■ TASK STATEMENT: Look through the entries below and return all lines including the word "order".

Saved data entries
_ _ _ _ _

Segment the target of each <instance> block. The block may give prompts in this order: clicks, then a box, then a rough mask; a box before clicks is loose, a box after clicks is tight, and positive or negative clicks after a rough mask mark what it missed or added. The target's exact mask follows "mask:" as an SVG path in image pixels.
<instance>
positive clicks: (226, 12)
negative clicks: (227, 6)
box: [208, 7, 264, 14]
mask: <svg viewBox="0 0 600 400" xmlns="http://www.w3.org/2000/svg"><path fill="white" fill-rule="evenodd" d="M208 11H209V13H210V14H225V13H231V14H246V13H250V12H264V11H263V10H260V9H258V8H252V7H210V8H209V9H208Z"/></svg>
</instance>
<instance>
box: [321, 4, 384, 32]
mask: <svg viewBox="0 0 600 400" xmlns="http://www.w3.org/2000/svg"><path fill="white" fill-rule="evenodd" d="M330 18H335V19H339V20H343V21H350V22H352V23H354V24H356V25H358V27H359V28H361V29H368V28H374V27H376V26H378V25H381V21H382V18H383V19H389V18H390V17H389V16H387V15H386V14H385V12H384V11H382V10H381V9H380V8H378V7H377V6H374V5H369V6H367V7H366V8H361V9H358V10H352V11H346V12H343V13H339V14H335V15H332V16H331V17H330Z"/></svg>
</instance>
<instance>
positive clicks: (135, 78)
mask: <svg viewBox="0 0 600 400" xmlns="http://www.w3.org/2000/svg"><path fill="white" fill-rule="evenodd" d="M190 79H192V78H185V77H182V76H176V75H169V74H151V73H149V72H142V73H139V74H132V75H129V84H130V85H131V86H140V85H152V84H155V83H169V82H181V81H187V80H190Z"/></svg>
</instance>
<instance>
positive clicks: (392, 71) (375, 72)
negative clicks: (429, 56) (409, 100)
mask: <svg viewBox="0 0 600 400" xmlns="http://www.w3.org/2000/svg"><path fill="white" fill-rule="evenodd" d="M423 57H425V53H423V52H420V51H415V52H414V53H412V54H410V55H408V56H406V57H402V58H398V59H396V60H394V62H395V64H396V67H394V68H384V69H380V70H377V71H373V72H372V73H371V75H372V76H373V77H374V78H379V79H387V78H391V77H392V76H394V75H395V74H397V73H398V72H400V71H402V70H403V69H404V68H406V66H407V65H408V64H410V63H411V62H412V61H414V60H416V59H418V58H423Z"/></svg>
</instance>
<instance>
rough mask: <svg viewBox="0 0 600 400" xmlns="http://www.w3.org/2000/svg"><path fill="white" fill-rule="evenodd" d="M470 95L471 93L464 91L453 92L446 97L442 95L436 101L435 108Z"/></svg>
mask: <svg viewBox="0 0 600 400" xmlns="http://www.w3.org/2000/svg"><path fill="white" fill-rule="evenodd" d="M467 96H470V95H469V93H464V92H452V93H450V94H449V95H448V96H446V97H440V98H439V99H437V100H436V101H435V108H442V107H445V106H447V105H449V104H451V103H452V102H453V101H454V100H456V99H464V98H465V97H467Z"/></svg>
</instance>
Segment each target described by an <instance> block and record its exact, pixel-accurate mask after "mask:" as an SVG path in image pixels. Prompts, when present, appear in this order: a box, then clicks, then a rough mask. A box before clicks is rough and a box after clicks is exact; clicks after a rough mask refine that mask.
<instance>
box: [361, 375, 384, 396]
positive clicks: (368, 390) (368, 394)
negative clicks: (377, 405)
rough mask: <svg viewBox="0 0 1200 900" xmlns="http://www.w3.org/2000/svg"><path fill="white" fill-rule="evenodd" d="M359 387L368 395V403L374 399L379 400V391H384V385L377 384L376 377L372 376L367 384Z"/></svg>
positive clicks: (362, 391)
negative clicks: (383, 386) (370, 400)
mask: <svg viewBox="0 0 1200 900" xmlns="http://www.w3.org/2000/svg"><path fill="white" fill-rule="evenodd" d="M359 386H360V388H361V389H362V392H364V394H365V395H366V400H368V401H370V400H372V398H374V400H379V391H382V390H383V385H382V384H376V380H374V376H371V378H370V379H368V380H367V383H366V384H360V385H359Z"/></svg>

_ _ _ _ _

■ WRITTEN RESPONSE:
Segment the target of each <instance> block. The block may give prompts in this order: clicks, then a box, then a rough mask; a box before clicks is loose, a box after clicks is tight, and positive or negative clicks after a rough mask mark what it missed or added. The target's exact mask follows "mask:" as an SVG path in image pixels.
Segment each target described by an <instance> block and record its exact, pixel-accurate mask after "mask:" as an SVG path in image pixels. Prompts, when present, appear in this order: a box, then clicks, then a rough mask. A box before clicks is rough and a box after clicks is exact; clicks after a rough mask refine that mask.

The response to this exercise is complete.